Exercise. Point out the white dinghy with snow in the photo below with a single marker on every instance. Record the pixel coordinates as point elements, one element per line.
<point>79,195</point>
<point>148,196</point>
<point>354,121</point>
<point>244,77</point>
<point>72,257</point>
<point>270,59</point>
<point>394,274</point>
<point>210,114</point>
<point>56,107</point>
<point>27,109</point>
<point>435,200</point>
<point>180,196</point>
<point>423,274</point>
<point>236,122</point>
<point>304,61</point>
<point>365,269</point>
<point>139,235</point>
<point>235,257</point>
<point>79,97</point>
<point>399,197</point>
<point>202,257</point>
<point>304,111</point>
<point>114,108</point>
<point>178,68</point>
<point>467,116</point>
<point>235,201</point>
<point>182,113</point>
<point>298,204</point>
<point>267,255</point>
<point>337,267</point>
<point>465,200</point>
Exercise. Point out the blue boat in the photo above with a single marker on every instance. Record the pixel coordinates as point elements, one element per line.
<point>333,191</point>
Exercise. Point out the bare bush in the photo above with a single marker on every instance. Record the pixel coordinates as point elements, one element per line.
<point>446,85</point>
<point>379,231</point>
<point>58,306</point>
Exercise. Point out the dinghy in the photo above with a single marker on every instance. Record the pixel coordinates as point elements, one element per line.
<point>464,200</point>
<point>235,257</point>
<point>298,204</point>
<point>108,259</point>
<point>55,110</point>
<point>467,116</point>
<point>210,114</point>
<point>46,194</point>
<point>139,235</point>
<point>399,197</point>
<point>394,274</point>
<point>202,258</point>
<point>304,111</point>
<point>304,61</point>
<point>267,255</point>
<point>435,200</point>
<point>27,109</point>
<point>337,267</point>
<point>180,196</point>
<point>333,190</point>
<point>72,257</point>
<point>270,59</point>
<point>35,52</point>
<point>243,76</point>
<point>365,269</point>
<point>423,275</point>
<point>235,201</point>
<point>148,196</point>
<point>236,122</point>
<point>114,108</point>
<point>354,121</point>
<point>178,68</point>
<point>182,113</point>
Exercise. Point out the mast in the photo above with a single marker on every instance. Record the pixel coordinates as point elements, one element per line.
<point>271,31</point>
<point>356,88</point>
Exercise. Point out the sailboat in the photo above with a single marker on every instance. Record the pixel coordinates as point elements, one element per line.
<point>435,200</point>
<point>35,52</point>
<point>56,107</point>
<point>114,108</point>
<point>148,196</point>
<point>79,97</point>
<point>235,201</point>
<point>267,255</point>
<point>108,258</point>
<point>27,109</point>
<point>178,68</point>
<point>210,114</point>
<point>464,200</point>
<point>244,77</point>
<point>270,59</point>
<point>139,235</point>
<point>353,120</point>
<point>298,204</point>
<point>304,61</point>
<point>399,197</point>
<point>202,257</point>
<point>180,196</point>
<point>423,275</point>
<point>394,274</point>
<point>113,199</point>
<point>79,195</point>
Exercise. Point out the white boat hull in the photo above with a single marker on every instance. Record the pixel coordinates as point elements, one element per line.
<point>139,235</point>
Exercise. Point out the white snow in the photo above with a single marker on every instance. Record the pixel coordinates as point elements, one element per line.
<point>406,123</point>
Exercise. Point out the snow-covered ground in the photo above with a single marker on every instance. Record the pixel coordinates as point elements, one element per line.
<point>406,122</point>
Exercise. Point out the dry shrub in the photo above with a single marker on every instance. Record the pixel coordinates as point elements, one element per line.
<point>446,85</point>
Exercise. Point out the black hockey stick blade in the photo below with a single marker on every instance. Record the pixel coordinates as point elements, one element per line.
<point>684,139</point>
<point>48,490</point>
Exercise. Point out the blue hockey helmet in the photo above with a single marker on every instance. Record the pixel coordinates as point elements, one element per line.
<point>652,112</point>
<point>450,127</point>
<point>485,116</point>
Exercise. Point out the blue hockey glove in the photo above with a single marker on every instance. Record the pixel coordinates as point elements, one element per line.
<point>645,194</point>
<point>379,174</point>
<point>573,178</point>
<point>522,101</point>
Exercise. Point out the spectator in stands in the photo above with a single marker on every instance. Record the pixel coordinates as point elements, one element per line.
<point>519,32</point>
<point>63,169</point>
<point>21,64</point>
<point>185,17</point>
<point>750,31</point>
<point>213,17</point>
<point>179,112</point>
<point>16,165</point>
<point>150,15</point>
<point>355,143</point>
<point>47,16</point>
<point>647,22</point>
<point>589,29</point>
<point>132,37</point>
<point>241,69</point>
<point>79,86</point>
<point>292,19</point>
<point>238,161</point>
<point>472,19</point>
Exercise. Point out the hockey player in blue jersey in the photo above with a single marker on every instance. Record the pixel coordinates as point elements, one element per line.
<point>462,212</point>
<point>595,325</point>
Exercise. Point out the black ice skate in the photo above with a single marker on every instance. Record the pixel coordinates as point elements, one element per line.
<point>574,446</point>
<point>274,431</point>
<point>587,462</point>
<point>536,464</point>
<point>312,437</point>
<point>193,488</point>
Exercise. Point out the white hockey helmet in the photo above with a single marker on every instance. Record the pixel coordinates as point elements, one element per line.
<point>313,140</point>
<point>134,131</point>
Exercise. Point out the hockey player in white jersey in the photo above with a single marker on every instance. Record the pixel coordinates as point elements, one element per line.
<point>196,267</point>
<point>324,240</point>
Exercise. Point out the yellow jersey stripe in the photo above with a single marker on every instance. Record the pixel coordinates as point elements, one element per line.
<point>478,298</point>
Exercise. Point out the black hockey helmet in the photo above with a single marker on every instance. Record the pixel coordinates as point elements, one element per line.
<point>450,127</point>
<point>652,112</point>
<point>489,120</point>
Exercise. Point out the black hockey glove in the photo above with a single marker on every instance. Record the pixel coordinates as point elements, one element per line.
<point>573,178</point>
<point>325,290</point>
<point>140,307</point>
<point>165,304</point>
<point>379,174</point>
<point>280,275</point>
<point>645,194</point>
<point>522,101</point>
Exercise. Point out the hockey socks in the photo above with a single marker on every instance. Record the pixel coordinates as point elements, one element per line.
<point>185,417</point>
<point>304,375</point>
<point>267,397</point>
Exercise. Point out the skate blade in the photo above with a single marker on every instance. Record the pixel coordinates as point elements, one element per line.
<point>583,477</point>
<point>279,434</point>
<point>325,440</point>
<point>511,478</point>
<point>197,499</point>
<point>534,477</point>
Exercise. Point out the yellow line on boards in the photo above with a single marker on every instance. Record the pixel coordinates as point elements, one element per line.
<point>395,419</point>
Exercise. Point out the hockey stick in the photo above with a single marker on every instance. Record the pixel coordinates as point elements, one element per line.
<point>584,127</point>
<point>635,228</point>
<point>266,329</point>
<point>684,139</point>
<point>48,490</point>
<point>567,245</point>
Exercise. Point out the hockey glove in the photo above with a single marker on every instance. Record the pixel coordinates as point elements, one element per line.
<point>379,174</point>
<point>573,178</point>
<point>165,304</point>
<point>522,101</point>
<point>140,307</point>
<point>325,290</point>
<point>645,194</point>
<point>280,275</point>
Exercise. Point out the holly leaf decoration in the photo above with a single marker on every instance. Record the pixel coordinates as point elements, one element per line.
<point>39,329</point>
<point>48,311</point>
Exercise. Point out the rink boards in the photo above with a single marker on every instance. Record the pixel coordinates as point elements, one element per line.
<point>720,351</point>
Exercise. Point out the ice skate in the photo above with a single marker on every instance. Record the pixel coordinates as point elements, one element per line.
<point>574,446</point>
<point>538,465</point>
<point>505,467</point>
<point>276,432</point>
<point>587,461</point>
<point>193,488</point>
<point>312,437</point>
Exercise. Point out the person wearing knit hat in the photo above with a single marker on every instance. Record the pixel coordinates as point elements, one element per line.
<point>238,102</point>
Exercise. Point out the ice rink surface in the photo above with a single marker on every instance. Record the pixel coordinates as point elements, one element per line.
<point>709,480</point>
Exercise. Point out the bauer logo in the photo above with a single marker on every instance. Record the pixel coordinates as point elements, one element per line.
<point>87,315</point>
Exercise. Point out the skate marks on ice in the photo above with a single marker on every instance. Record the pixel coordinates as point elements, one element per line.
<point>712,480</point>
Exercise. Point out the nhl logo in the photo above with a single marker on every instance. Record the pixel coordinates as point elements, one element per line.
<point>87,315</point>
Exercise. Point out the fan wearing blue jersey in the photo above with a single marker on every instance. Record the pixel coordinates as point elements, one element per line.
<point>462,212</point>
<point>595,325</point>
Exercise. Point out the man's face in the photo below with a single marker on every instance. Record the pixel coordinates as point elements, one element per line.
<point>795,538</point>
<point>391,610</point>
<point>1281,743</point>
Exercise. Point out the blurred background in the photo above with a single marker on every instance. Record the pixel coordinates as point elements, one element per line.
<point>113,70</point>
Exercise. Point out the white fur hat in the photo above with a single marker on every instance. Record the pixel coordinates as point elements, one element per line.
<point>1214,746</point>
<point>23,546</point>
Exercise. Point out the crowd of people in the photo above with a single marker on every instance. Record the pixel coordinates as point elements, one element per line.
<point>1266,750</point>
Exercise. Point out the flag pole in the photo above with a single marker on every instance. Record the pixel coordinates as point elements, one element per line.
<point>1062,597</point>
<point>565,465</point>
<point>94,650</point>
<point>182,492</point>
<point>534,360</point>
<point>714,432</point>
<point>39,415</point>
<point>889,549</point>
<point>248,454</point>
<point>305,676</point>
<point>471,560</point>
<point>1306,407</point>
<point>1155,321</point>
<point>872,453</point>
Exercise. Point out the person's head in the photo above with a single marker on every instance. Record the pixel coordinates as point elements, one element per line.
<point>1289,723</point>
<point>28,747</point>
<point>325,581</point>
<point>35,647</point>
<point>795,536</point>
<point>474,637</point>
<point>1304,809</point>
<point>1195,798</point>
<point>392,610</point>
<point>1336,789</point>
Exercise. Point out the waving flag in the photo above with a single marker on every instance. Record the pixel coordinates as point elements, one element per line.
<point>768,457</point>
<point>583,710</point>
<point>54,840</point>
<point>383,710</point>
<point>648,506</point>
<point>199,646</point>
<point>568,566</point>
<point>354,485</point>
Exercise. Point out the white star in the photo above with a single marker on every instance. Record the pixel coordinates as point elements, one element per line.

☆ ☆ ☆

■ OBJECTIVE
Set down, exactly and in full, the lines from the one containing "Exercise. Point out the flag" through the end of the entries; no other line belongs.

■ REPLY TO THE TASK
Exercise. Point out the flag pole in the photo above with a single marker on every instance. Record the pixel coordinates as point elements, one element per line.
<point>1062,597</point>
<point>565,465</point>
<point>94,650</point>
<point>182,492</point>
<point>534,360</point>
<point>714,432</point>
<point>39,415</point>
<point>889,549</point>
<point>248,454</point>
<point>305,676</point>
<point>471,560</point>
<point>1306,407</point>
<point>1155,321</point>
<point>872,453</point>
Exercise. Point out the person's head in the photo above with a single marker on every instance. Record the pixel coordinates as point elements, one element per line.
<point>1289,723</point>
<point>28,747</point>
<point>325,581</point>
<point>35,647</point>
<point>795,536</point>
<point>474,637</point>
<point>1304,809</point>
<point>1195,798</point>
<point>392,610</point>
<point>1336,789</point>
Exercise. Point out the waving flag in the photo above with a single marker on every instance. Record the pixel coordinates as point elements, one element per line.
<point>768,457</point>
<point>583,710</point>
<point>54,840</point>
<point>383,710</point>
<point>648,506</point>
<point>199,646</point>
<point>568,566</point>
<point>354,485</point>
Exercise. Point out the white star in the photo above with a single marker on every instance. Record the pixel coordinates as point elements, one element per line.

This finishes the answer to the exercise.